REQUIREMENTS: Will you give the material below again, every line exactly as it is?

DATA EXCERPTS:

---

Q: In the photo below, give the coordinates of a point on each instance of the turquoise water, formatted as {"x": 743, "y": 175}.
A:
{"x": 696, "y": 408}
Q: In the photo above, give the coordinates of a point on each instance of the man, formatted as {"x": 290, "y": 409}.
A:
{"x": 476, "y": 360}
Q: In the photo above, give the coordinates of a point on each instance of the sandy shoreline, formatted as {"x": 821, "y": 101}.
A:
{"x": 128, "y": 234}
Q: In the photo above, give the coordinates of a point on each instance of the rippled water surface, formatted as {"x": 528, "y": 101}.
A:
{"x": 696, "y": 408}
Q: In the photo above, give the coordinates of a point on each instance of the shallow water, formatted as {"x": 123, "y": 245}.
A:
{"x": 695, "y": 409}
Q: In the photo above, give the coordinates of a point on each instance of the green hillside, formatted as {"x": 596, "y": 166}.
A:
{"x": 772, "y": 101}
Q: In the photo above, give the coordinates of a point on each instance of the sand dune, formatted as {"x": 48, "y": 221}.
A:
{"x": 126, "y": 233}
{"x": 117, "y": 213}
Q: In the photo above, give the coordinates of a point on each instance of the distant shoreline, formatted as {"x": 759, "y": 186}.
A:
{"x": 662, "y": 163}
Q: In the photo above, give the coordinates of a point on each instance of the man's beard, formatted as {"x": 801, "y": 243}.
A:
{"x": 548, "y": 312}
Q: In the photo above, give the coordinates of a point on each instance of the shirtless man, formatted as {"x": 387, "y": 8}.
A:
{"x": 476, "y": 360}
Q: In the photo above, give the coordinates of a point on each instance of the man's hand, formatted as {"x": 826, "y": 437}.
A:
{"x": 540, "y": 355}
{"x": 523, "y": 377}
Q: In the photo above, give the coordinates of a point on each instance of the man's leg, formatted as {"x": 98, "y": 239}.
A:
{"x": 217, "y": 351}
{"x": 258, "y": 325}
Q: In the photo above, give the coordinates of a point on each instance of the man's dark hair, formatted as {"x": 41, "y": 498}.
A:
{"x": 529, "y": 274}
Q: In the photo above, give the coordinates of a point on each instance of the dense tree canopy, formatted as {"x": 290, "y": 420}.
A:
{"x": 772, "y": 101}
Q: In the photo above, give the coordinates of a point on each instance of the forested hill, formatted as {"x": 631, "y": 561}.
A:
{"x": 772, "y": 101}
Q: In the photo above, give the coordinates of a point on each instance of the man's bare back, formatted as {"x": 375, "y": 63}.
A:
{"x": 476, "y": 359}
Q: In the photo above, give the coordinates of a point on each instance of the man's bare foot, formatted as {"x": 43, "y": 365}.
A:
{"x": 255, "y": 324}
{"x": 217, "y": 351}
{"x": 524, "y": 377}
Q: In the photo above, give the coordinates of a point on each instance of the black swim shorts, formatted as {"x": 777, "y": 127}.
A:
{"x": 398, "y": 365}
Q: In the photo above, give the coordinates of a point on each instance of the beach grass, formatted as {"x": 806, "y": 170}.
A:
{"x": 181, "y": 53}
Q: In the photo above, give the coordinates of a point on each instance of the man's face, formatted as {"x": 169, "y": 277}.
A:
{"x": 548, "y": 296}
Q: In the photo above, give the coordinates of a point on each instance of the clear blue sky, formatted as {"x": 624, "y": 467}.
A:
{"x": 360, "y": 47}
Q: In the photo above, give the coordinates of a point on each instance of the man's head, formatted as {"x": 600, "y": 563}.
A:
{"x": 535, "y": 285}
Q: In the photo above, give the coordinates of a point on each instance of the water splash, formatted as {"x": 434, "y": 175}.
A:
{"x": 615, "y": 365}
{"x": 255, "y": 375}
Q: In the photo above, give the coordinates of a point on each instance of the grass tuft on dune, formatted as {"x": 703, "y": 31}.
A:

---

COMPLETED EXERCISE:
Q: In the photo below, give the coordinates of a point on each instance of the turquoise water, formatted as {"x": 743, "y": 175}.
A:
{"x": 696, "y": 408}
Q: In the photo above, give the coordinates of a point on each instance of the man, formatted as {"x": 290, "y": 409}.
A:
{"x": 476, "y": 360}
Q: In the photo above, give the coordinates of a point on each instance of the sandy shoreline, formatted as {"x": 821, "y": 101}.
A:
{"x": 128, "y": 234}
Q: In the photo above, give the coordinates of a point on each instance of the rippled water surface, formatted as {"x": 528, "y": 101}.
A:
{"x": 696, "y": 408}
Q: In the photo above, give the coordinates of a point on each instance of the shallow water, formatted as {"x": 123, "y": 245}.
A:
{"x": 695, "y": 409}
Q: In the photo above, give the coordinates of a point on each instance of the green hillside, formatted as {"x": 596, "y": 166}.
A:
{"x": 772, "y": 101}
Q: In the photo above, give the coordinates of a point on each instance of the sand dune, formatted as {"x": 48, "y": 221}.
A:
{"x": 126, "y": 233}
{"x": 117, "y": 213}
Q: In the photo above, give the coordinates of a point on each instance of the distant shoreline, formatted as {"x": 759, "y": 186}.
A:
{"x": 662, "y": 163}
Q: In the photo above, give the coordinates of a point on each instance of the man's beard, formatted as {"x": 801, "y": 243}.
A:
{"x": 548, "y": 312}
Q: In the photo above, give the coordinates of a point on each instance of the shirtless man, formatted as {"x": 387, "y": 8}.
A:
{"x": 476, "y": 360}
Q: In the photo above, give the coordinates of a point on each instance of the man's hand, formatted as {"x": 826, "y": 437}.
A:
{"x": 540, "y": 355}
{"x": 523, "y": 377}
Q: In the photo above, give the coordinates of a point on each instance of the man's leg, formatted as {"x": 98, "y": 239}.
A:
{"x": 217, "y": 351}
{"x": 258, "y": 325}
Q: In the photo above, give the coordinates of a point on each instance of the man's dark hair, formatted as {"x": 41, "y": 498}.
A:
{"x": 529, "y": 274}
Q: In the photo above, give the coordinates of a point on each instance of the dense tree canopy, formatted as {"x": 290, "y": 420}.
A:
{"x": 772, "y": 101}
Q: In the photo above, give the coordinates of a point on each instance of the forested hill, formatted as {"x": 631, "y": 561}.
A:
{"x": 772, "y": 101}
Q: In the photo above, give the coordinates of a point on each instance of the man's bare back, formatted as {"x": 375, "y": 63}.
A:
{"x": 476, "y": 359}
Q: In the photo above, give the coordinates of a point on each instance of the man's bare foot, formatted as {"x": 43, "y": 365}.
A:
{"x": 255, "y": 324}
{"x": 217, "y": 351}
{"x": 524, "y": 377}
Q: In the photo above, give the coordinates of a point on each instance of the black swim shorts, formatted as {"x": 777, "y": 127}.
A:
{"x": 398, "y": 365}
Q: In the photo above, give the coordinates of a point on each instance of the beach grass, formatted as {"x": 806, "y": 170}.
A:
{"x": 181, "y": 53}
Q: In the photo above, give the coordinates of a point on each instance of the man's face, formatted as {"x": 169, "y": 277}.
A:
{"x": 548, "y": 296}
Q: In the photo above, give the coordinates of a point on each instance of the clear blue sky, formatted as {"x": 624, "y": 467}.
A:
{"x": 360, "y": 47}
Q: In the photo above, give the coordinates of a point on each instance of the man's head, formatted as {"x": 600, "y": 563}.
A:
{"x": 535, "y": 285}
Q: In the photo above, give the coordinates of a point on each instance of the water splash, formatted as {"x": 434, "y": 175}.
A:
{"x": 615, "y": 365}
{"x": 255, "y": 375}
Q: In the photo above, give the coordinates of a point on each instance of the grass tuft on dune, formatted as {"x": 703, "y": 31}.
A:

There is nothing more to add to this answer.